> **GIVEN EXERCISE 1**:
Add 103 to every coordinate in the answers of the rows from the line containing "Where can you find the grey" through the last row, and write out only that stretch of the rows again, keeping all other wording the same.

> **QUOTED PASSAGE**:
If the restaurant you're dining at has a wide variety of choices, from bánh mì (Vietnamese French bread sandwiches) to thịt kho (caramelized pork belly and eggs with white rice), try to order something from each category. Covering all your bases, including noodles, rice, and bread will help make for a unique dining experience. Not only will the textures and flavors of each dish be different, so will the way they are eaten — i.e. with a spoon, chopsticks, or by hand.

This will especially be desirable when dining with guests. Ordering several dishes with the same or similar carbohydrate bases isn't as engaging, as everything will have a similar mouthfeel. Try to spread yourself and your guests as widely across the menu as possible.

Forgetting to ask for recommendations

If you're stumped on an order, don't fret. You're never alone at a restaurant, even if you're by yourself. Sometimes, the most overlooked resource when ordering at a restaurant is the restaurant's staff. After all, no one knows the food better than the people who work there.

Oftentimes, a Vietnamese restaurant will specialize in a specific region or variety of dishes that may not be readily obvious to the inexperienced eater. The restaurant may serve other Vietnamese items on its menu or even other cuisines, but when prompted, the staff will almost always let you in on their preferences. This advice is not so much exclusive to Vietnamese restaurants as it is specific to dining in general. Part of being a curious eater is being unafraid to ask what is good.

A great way to avoid this common mistake at Vietnamese restaurants is to say yes when the server or person taking your order asks if you have any questions about the menu. It's never a bad idea to ask the staff what their favorite dishes on the menu are. Rather, this will show the staff that you are open to trying something new and delicious and that you value their opinions. At the end of the day, the folks who make and serve the food are the real experts, and you really can't beat free advice.

Missing out on the restaurant's signature item(s)

You may find that the Vietnamese restaurant you're visiting is named after a particular food. Many have the words "phở" or "bánh mì" in the name, and it's important to note that this is rarely arbitrary. While sometimes a play on words, like "Phở King," is meant to draw attention to itself, usually the referencing of a particular dish in the name of a Vietnamese restaurant is a signal that the particular item is very good there, and yes, you should order it.

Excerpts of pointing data
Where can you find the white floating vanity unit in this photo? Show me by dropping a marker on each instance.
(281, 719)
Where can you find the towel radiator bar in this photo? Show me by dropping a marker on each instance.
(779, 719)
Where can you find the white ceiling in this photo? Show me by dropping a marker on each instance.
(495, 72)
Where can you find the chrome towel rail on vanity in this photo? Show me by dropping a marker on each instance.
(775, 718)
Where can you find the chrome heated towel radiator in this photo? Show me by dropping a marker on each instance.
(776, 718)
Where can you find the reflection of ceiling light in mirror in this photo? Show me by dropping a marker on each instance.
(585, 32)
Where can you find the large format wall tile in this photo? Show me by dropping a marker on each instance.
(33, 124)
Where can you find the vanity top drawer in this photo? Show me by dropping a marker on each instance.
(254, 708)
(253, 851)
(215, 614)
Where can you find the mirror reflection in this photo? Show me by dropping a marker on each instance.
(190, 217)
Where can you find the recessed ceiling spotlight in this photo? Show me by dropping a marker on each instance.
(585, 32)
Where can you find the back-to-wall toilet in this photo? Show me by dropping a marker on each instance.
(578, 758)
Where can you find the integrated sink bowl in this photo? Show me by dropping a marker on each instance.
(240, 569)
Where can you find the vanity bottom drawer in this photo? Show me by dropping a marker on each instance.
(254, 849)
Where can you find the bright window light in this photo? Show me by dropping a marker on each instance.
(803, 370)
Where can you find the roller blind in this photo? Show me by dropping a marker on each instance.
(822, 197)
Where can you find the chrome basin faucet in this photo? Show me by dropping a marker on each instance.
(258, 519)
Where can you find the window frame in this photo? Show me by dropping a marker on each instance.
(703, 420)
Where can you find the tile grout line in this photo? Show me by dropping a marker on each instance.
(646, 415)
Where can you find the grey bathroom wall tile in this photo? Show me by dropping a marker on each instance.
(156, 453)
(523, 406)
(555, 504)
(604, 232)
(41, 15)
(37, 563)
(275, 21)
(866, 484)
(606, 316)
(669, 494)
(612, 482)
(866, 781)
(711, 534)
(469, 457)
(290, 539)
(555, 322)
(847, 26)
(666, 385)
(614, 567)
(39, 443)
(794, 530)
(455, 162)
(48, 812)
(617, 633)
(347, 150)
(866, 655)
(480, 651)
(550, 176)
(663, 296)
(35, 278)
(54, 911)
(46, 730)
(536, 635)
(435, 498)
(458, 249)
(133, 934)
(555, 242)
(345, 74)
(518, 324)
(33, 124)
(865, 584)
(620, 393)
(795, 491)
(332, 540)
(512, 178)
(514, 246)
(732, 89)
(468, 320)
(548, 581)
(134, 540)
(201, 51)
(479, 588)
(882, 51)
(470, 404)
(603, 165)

> **GIVEN EXERCISE 2**:
In the passage on ordering at Vietnamese restaurants, what does referencing a particular dish in a restaurant's name usually signal?

> **CORRECT OUTPUT 1**:
Where can you find the grey bathroom wall tile in this photo? Show me by dropping a marker on each instance.
(259, 556)
(626, 509)
(658, 607)
(707, 335)
(144, 118)
(140, 666)
(378, 124)
(969, 587)
(709, 419)
(772, 597)
(715, 585)
(969, 884)
(814, 637)
(572, 560)
(393, 642)
(658, 425)
(950, 129)
(769, 488)
(717, 670)
(142, 546)
(897, 633)
(558, 265)
(151, 915)
(720, 736)
(450, 253)
(969, 758)
(583, 754)
(653, 279)
(766, 399)
(138, 381)
(157, 1014)
(149, 833)
(639, 738)
(538, 601)
(561, 352)
(236, 1037)
(658, 345)
(448, 177)
(621, 427)
(136, 227)
(968, 687)
(723, 496)
(898, 594)
(435, 643)
(615, 281)
(617, 349)
(835, 192)
(571, 423)
(651, 684)
(237, 643)
(304, 154)
(582, 691)
(985, 154)
(573, 507)
(706, 268)

> **CORRECT OUTPUT 2**:
It signals that the particular item is very good there and that you should order it.